_SUPPLIED TEXT_
::::::::

Selected Poems
By Gopal Lahiri
Hawakal, 2025.
A Uniquely Personal Poetic Universe
By Radha Chakravarty
Over the years, Gopal Lahiri has carved a niche for himself as an accomplished bilingual poet, writing in English and Bengali, in a distinctive style of his own. His poems summon up real and imagined states of being, ‘how the world is and how it should be’ (11), moving between inner and outer realms with deceptive ease. Big questions and the minutest of details, are of equal importance in his uniquely personal poetic universe. Selected Poems offers us glimpses of his English poetry as it has evolved over time, through different phases of his chequered writing trajectory.

::::::::

_TASK 1_
Repeat the part of the review that runs from "A Uniquely Personal" up to and including "chequered writing trajectory.".
_TASK 2_
Answer these questions using the review:
(a) Which press published Selected Poems, and in what year?
(b) Who wrote the review?
(c) In which two languages does Gopal Lahiri write?
The data comes from a different source than the review.

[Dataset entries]
::::::::

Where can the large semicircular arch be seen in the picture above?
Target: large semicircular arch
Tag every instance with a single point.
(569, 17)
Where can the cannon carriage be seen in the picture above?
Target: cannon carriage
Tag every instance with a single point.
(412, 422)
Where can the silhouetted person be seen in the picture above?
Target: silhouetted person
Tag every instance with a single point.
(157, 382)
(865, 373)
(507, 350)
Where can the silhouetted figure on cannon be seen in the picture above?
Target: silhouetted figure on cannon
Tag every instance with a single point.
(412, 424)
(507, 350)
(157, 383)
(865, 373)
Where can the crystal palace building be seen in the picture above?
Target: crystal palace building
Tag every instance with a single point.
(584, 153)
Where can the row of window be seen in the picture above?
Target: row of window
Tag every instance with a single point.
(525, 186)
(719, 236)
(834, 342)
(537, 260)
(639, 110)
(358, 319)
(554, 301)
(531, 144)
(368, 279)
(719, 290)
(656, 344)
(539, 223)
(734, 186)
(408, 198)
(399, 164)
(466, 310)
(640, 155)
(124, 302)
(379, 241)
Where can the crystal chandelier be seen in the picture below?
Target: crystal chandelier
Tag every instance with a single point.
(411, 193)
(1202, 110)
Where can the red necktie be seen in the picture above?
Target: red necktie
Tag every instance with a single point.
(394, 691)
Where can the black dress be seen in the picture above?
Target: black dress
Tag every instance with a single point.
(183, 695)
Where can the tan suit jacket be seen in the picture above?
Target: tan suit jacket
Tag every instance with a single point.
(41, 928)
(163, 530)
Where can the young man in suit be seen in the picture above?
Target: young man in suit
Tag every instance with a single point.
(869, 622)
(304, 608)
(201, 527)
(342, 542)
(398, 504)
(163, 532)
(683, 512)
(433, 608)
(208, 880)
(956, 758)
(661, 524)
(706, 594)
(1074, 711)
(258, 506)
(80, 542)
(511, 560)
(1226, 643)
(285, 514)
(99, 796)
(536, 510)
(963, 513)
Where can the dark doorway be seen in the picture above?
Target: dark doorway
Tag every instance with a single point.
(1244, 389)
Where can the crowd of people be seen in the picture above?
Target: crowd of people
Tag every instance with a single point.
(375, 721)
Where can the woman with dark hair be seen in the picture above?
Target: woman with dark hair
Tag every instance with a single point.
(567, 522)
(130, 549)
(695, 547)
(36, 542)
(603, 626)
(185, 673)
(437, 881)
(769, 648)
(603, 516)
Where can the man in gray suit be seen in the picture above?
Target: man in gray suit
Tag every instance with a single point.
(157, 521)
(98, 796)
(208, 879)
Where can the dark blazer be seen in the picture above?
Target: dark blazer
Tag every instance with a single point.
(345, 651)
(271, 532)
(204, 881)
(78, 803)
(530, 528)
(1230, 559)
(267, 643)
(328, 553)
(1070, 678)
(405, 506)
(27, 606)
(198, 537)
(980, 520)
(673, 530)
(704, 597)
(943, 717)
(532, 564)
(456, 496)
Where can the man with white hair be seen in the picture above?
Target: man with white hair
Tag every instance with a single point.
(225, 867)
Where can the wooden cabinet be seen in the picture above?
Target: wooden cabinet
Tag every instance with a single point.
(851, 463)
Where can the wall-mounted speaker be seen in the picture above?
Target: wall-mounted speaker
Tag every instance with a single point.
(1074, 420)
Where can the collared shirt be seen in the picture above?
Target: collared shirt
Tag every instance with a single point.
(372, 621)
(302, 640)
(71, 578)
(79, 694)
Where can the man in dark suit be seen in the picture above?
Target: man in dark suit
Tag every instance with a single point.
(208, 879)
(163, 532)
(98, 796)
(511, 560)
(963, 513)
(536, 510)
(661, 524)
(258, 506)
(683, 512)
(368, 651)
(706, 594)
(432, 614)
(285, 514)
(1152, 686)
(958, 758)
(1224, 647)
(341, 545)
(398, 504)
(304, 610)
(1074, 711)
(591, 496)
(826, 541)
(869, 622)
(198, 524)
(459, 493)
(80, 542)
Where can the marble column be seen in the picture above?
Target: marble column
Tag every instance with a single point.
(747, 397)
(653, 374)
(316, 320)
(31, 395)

::::::::

_TASK SOLUTION 1_
A Uniquely Personal Poetic Universe
By Radha Chakravarty
Over the years, Gopal Lahiri has carved a niche for himself as an accomplished bilingual poet, writing in English and Bengali, in a distinctive style of his own. His poems summon up real and imagined states of being, ‘how the world is and how it should be’ (11), moving between inner and outer realms with deceptive ease. Big questions and the minutest of details, are of equal importance in his uniquely personal poetic universe. Selected Poems offers us glimpses of his English poetry as it has evolved over time, through different phases of his chequered writing trajectory.

_TASK SOLUTION 2_
(a) Hawakal, 2025
(b) Radha Chakravarty
(c) English and Bengali